▶ _Task objective_: All of the data below must be repeated exactly.

▶ _The data_:
= = =

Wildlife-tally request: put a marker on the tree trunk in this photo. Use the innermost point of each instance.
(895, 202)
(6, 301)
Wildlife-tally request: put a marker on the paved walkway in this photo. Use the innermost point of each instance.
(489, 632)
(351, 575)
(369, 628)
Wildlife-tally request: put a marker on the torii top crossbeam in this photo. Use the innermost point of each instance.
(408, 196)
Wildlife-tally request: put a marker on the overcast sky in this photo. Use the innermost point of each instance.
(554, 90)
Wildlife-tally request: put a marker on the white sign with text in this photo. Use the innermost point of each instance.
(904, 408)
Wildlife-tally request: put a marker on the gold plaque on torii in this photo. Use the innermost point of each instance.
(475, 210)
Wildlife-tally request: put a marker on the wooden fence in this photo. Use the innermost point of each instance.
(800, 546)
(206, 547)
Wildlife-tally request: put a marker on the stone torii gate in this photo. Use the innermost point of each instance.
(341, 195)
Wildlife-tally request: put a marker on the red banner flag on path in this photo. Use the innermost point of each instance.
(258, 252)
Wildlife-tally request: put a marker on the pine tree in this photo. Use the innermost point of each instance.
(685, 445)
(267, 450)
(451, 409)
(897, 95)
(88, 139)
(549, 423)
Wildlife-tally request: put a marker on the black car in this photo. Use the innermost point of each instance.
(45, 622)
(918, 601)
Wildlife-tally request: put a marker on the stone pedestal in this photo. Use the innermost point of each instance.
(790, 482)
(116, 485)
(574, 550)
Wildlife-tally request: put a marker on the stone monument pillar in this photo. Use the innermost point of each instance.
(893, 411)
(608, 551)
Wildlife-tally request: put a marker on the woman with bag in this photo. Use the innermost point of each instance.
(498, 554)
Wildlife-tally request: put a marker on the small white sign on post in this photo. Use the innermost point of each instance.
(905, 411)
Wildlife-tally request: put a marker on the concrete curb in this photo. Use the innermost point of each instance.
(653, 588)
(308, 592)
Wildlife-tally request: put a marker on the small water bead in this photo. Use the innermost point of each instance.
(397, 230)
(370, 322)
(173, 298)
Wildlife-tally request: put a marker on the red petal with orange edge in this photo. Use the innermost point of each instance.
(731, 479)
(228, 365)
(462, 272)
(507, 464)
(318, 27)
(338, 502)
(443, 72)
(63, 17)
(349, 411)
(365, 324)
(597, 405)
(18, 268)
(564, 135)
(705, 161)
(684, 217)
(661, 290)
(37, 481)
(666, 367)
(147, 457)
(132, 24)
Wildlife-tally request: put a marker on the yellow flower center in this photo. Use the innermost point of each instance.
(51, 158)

= = =

▶ _Finished exercise_:
Wildlife-tally request: put a marker on the tree trunk in this photo. Use the innermost point of each instance.
(895, 202)
(6, 301)
Wildlife-tally request: put a marker on the paved walkway in this photo. Use the innermost point of each instance.
(489, 632)
(351, 575)
(369, 628)
Wildlife-tally request: put a marker on the torii top crossbeam in this photo. Use the innermost point of each instance.
(408, 196)
Wildlife-tally request: put a marker on the overcast sky in this photo. Use the innermost point of each instance.
(554, 90)
Wildlife-tally request: put a marker on the white sign with text in this photo. Use the innermost point of each instance.
(904, 408)
Wildlife-tally request: put a marker on the gold plaque on torii in this photo. Use the innermost point of each instance.
(475, 210)
Wildlife-tally request: put a marker on the wooden fence in this photo. Use the innermost point of each instance.
(800, 546)
(206, 547)
Wildlife-tally request: put a marker on the stone torii gate in this photo. Use the innermost point of each instance.
(341, 195)
Wildlife-tally request: put a marker on the red banner flag on path in this photo. Use the innermost point of each instance.
(258, 252)
Wildlife-tally request: put a marker on the pine tree in this photo. Use the innermost point of each instance.
(685, 445)
(267, 450)
(451, 409)
(897, 95)
(88, 139)
(549, 423)
Wildlife-tally request: put a marker on the black car in this photo. Use the innermost point of each instance.
(45, 622)
(918, 601)
Wildlife-tally request: put a marker on the stone pedestal in this photo. Use the innermost point of each instance.
(790, 482)
(116, 485)
(574, 550)
Wildlife-tally request: put a marker on the stone monument pillar in this photo. Use the innermost point of each instance.
(893, 411)
(608, 551)
Wildlife-tally request: put a marker on the woman with bag in this photo. Use the innermost point of each instance.
(498, 554)
Wildlife-tally request: put a marker on the small white sign on post in this photo. Use the innermost point of each instance.
(905, 411)
Wildlife-tally request: put a marker on the concrete curb in this photo. Use the innermost point of each instance.
(653, 588)
(308, 592)
Wildlife-tally request: put a marker on the small water bead in this photo. Use the innermost point of each instance.
(397, 230)
(370, 322)
(173, 298)
Wildlife-tally request: put a marker on the red petal with orange edge in this photo. Use the innermost point of each instance.
(731, 479)
(228, 365)
(462, 272)
(507, 464)
(318, 27)
(338, 502)
(443, 72)
(63, 17)
(349, 411)
(365, 324)
(597, 405)
(18, 268)
(564, 135)
(705, 161)
(684, 217)
(661, 290)
(37, 481)
(666, 367)
(147, 457)
(132, 24)
Wildlife-tally request: put a marker on the yellow flower center in this photo. Use the innermost point of each instance.
(51, 158)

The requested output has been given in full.